Everything before the line containing "Exercise. Point to every instance of the glass" is to be left out; repeat that line and all lines after it exactly, to the end of the data.

• • •

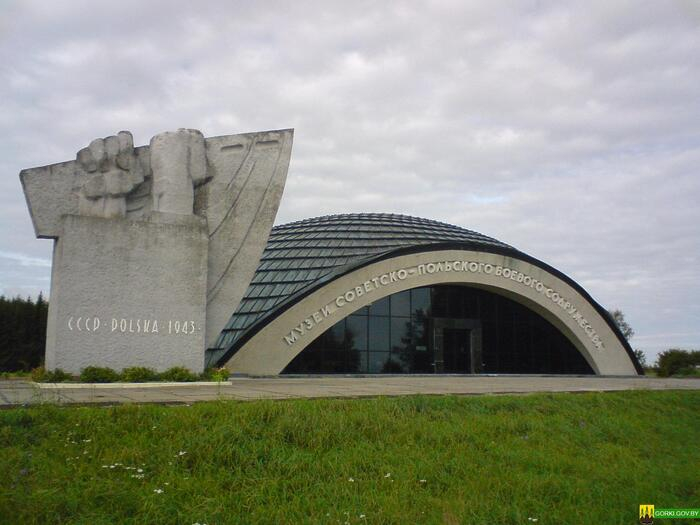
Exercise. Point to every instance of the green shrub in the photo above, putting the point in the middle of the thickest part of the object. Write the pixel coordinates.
(178, 374)
(672, 361)
(138, 374)
(98, 374)
(57, 376)
(39, 374)
(215, 374)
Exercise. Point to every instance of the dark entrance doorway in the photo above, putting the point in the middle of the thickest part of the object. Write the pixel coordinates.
(456, 346)
(456, 351)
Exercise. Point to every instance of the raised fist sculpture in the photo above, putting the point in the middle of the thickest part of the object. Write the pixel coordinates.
(179, 164)
(117, 173)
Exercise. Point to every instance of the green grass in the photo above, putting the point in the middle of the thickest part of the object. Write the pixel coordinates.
(560, 458)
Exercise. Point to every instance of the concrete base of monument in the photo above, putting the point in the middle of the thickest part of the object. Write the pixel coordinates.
(128, 293)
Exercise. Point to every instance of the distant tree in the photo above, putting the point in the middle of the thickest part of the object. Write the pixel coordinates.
(678, 362)
(623, 325)
(22, 333)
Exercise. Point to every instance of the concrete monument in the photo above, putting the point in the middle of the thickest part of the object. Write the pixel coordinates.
(154, 246)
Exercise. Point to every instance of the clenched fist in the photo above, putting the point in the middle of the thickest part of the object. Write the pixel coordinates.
(117, 173)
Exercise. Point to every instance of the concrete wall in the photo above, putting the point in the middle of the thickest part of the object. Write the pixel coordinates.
(126, 293)
(271, 349)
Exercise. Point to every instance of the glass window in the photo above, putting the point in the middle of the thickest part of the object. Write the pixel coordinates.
(335, 335)
(377, 360)
(401, 304)
(380, 307)
(357, 332)
(379, 333)
(400, 333)
(420, 301)
(513, 338)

• • •

## TASK RESPONSE
Exercise. Point to every instance of the glass window in the photo above, putting the point in the middle of the thickest part of the object. Write the pixel coordinates.
(335, 335)
(377, 360)
(401, 304)
(380, 307)
(357, 332)
(379, 333)
(400, 333)
(420, 301)
(513, 338)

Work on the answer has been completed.